======== DATA TO USE ========

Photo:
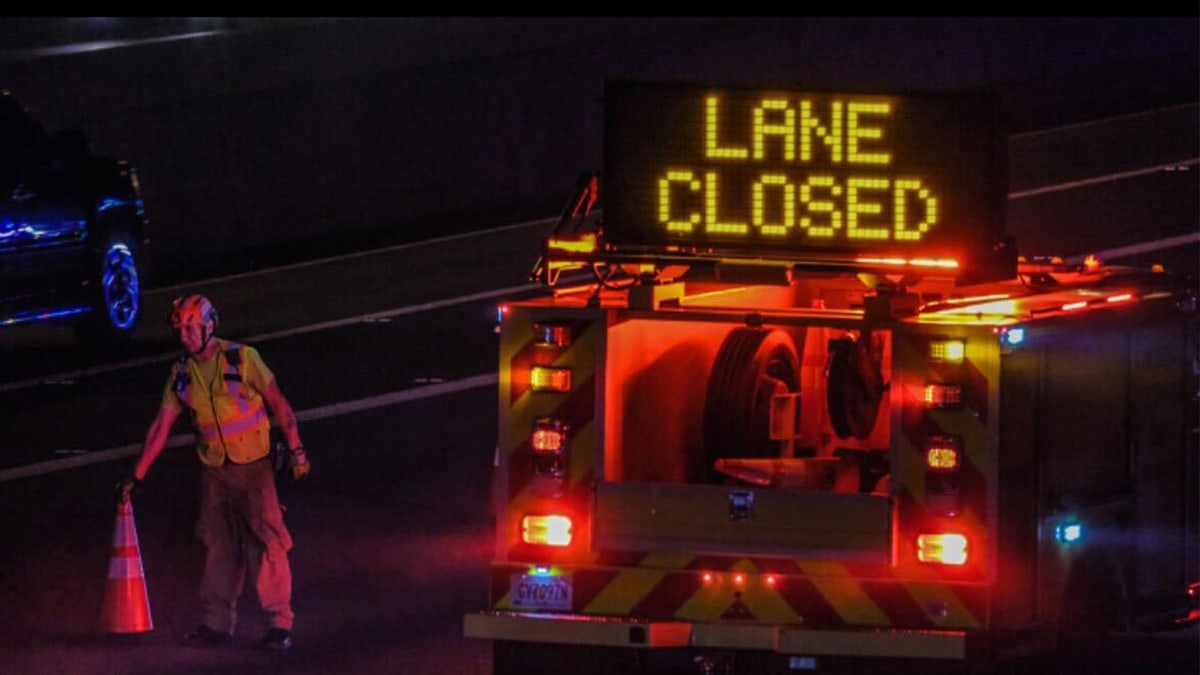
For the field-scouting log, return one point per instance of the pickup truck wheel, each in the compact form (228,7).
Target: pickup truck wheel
(115,292)
(751,365)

========

* _TASK GOAL_
Rewrite the material above as a JSON list of strings, with one string per line and no blank lines. Leave out the pictures.

* _THE RESULT_
[
  "Photo:",
  "For the field-scouting log, return one point per instance of the pickup truck wheel, each in the compact form (228,7).",
  "Target: pickup truck wheel",
  "(115,292)",
  "(751,365)"
]